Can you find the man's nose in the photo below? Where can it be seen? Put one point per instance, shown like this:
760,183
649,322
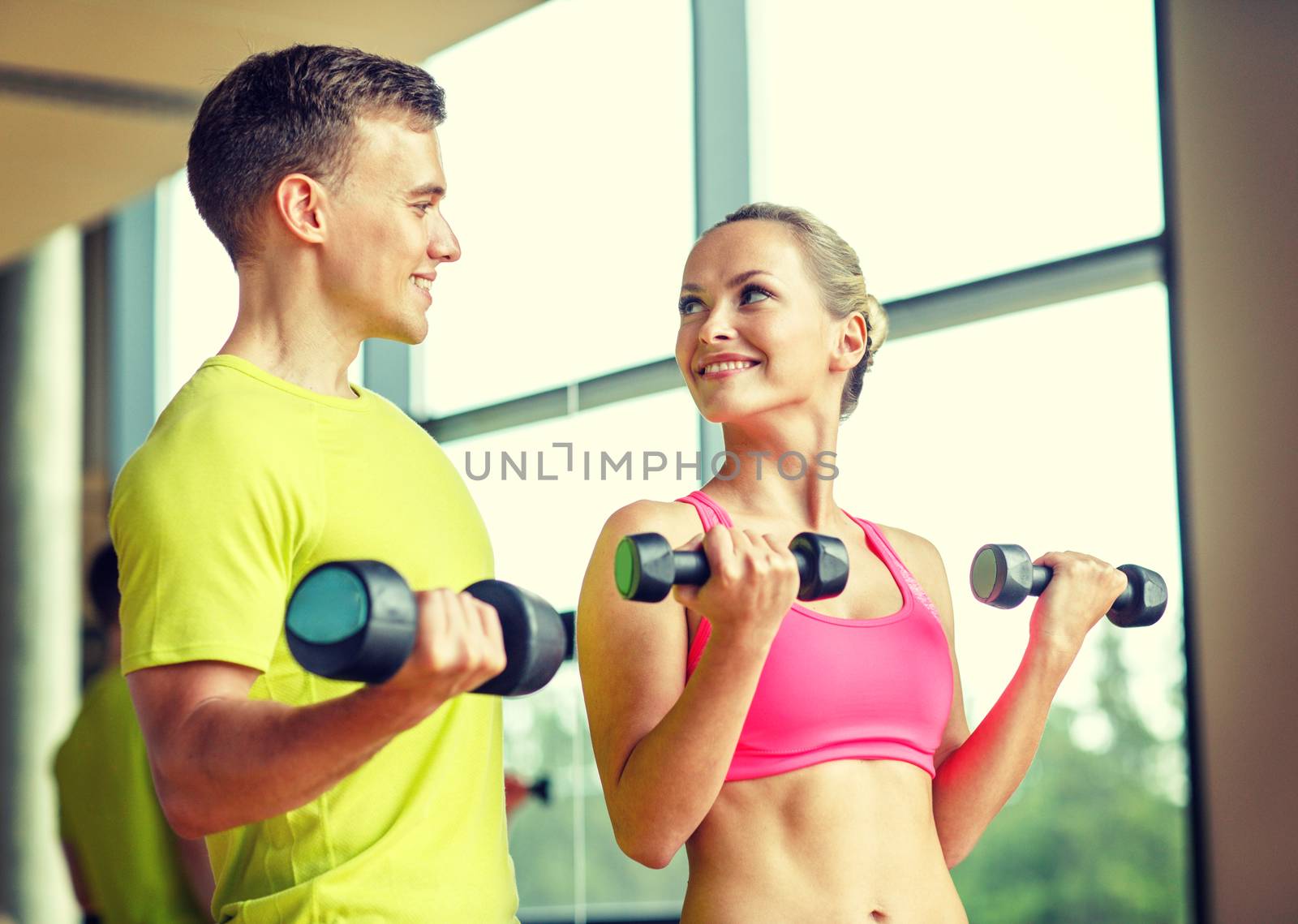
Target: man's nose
443,244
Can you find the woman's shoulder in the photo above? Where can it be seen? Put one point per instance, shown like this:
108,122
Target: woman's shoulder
917,553
677,522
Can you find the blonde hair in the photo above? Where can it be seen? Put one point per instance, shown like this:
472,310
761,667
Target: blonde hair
837,272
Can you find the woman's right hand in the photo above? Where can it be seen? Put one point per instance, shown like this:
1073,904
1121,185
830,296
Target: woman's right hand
753,582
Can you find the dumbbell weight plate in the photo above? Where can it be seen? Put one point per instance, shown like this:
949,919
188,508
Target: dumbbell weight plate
352,621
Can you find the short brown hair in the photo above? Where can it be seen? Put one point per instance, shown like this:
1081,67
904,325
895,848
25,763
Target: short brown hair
294,110
837,272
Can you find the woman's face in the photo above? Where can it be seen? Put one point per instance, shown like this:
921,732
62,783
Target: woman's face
753,335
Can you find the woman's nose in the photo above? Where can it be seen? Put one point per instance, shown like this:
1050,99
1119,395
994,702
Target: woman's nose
717,326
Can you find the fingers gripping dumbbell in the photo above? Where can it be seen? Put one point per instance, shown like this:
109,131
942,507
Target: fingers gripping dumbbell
1004,575
647,566
356,621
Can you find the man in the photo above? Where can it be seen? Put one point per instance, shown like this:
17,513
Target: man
320,171
125,863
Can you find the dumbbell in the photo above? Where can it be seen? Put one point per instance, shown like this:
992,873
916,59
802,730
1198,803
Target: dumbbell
647,566
1003,575
356,621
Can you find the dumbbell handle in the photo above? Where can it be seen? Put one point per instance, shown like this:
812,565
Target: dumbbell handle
999,577
692,567
1042,575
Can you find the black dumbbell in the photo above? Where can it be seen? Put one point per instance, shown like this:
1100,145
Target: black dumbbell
1004,575
356,621
647,566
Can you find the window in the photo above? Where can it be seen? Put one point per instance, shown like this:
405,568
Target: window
949,142
569,161
1053,430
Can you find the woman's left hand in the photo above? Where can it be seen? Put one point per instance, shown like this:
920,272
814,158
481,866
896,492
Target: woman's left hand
1081,591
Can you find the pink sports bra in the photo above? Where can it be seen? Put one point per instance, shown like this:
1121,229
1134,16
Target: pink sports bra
843,690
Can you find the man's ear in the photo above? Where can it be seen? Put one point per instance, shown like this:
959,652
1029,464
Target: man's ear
849,348
300,205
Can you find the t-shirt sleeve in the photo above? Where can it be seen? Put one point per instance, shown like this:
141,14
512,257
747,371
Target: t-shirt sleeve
205,531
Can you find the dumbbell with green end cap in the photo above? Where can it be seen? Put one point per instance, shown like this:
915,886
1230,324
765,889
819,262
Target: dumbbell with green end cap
647,566
356,621
1004,575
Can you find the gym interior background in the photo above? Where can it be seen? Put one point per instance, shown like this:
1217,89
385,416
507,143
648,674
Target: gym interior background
1081,218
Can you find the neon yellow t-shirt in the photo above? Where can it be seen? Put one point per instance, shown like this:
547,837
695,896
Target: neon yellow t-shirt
244,484
110,815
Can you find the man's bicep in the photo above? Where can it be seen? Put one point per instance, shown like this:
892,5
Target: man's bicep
166,696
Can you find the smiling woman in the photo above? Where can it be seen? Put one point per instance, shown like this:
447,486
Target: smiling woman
811,739
836,270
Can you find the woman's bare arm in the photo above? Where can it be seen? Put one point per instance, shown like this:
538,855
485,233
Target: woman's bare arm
662,746
979,774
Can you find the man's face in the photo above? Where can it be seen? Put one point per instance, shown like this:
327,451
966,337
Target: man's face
389,235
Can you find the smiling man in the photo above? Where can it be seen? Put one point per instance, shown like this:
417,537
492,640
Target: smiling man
320,171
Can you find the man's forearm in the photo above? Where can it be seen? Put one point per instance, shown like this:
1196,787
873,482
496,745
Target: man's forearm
240,761
979,776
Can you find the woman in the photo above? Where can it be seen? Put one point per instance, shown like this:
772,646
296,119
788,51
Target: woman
815,761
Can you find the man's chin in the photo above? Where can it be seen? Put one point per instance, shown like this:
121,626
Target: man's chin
412,335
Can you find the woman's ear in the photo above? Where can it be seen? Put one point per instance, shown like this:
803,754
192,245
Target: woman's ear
850,343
......
Go to the line in the listing above that has "Can you find the gym" in it. Set down that line and each one after it, exactly.

WORKED SOLUTION:
Can you find the gym interior background in the photo above? Where can it be seen? Put one point per instance, shown like this:
1217,89
385,416
507,143
648,674
Target: gym interior background
1081,218
Can you find the neon yellow t-shirt in the photo above? Where can it be seen? Put one point per instance, shown like this:
547,837
695,896
Target: neon yellow t-shirt
244,484
110,815
Can you find the man's bicep in the photo above? Where can it be seen? Put one point per instance, shown like this:
892,5
Target: man's bicep
166,696
Can you find the smiling woman in the photo above? Where can it be seen? Put one point per instance, shown like this:
447,486
Target: smiling woman
811,739
836,270
Can you find the woman's bare arm in the photo above? Where can it be seen? Put one point per instance, shown like this:
538,855
485,233
Target: woman's bare arm
662,746
979,774
Can you find the man's face in the photo above? Where can it be seen? Put one point per instance, shown like this:
327,451
966,337
Target: man's face
389,235
Can you find the smiling man in the photo above? Where can it be seen? Put one point per instance, shown like this:
417,537
492,640
Target: smiling man
320,171
Can you find the man's forearm in the photo above? Where can it be seen? Put one point per instance, shown like this:
1196,787
873,482
496,745
Target: man's forearm
240,761
979,776
Can you find the woman in the photo above? Where can it be seen? Put one point per instance, shown like this:
772,646
296,119
788,51
Target: woman
815,761
Can you find the man's chin in the photo above? Where can it be seen? Put one point per instance, shown like this:
121,626
Target: man's chin
412,335
Can you find the woman's ear in the photo above? Where can it be seen? Put one point per instance, shown like this:
803,754
192,245
Target: woman's ear
850,343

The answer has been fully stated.